_Objetivo del ejercicio_
En el fragmento sobre Ban Ki-moon, ¿quién fue su predecesor como secretario general de la ONU?

_Fragmento seleccionado_
* * *

Una tierra prometida

AutorBarack Obama

Tras dos años de su mandato como el más prominente de los diplomáticos del mundo, Ban Ki-moon aún no había dejado mucha huella en el escenario global. En parte, esto se debía a la naturaleza de su trabajo: aunque el secretario general de la ONU dirige una organización con un presupuesto de miles de millones de dólares, una extensa burocracia y un montón de agencias internacionales, su poder está en gran medida condicionado, y depende de su capacidad para dirigir a ciento noventa y tres países hacia algo mínimamente parecido a una dirección común. El perfil relativamente bajo de Ban también era consecuencia de su estilo discreto y metódico: una visión nada creativa de la diplomacia que sin duda le había dado excelentes resultados durante sus treinta y siete años de carrera en el servicio exterior y el cuerpo diplomático de su Corea del Sur natal, pero que contrastaba de forma marcada con el refinado carisma de su predecesor en el cargo, Kofi Annan. No acudías a una reunión con Ban esperando oír historias fascinantes, comentarios ingeniosos o ideas deslumbrantes. No te preguntaba cómo estaba tu familia ni contaba detalles de su propia vida fuera del trabajo, sino que, tras un vigoroso apretón de manos y un repetido agradecimiento por reunirte con él, Ban se lanzaba de cabeza a una sucesión de temas a tratar y datos anecdóticos, expresados en un inglés fluido pero con fuerte acento y empleando la jerga seria y previsible de un comunicado de la ONU.

A pesar de su falta de chispa, acabé sintiendo afecto y respeto por él. Era honesto, directo y de un optimismo irreprimible, alguien que en varias ocasiones se plantó ante la presión de los estados miembros para defender las reformas que la ONU tanto necesitaba y que de manera instintiva sabía ponerse del lado correcto en cada asunto, aunque no siempre tuviese la capacidad de convencer a otros para que hicieran lo mismo. Ban era también persistente; en particular en la cuestión del cambio climático, que se había marcado como una de sus prioridades. La primera vez que nos reunimos en el despacho Oval, menos de dos meses después de que yo hubiese accedido al cargo, empezó a presionarme para que asistiese a la cumbre de Copenhague.

"Su presencia, señor presidente -me dijo-, enviará una potentísima señal sobre la urgente necesidad de la cooperación internacional en relación con el cambio climático. Potentísima".

Le había explicado todo lo que teníamos pensado hacer en el ámbito interno para reducir las emisiones estadounidenses, así como las dificultades para que el Senado aprobase en el futuro próximo un tratado del estilo del de Kioto. Describí nuestra idea de un acuerdo provisional, y cómo estábamos formando un "grupo de grandes emisores", aparte de las negociaciones auspiciadas por la ONU, para ver si hallábamos puntos de encuentro con China sobre la cuestión. Mientras yo hablaba, Ban asentía con educación, y de vez en cuando tomaba alguna nota o se colocaba las gafas. Pero nada de lo que dije lo distrajo de su misión principal.

"Con su crucial implicación, señor presidente -dijo-, estoy convencido de que podemos hacer que estas negociaciones desemboquen en un acuerdo satisfactorio".

* * *

(Datos de anotación de ubicación de objetos)
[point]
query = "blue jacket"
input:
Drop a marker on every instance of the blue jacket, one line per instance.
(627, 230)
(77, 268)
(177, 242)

* * *

_Solución escrita_
Kofi Annan.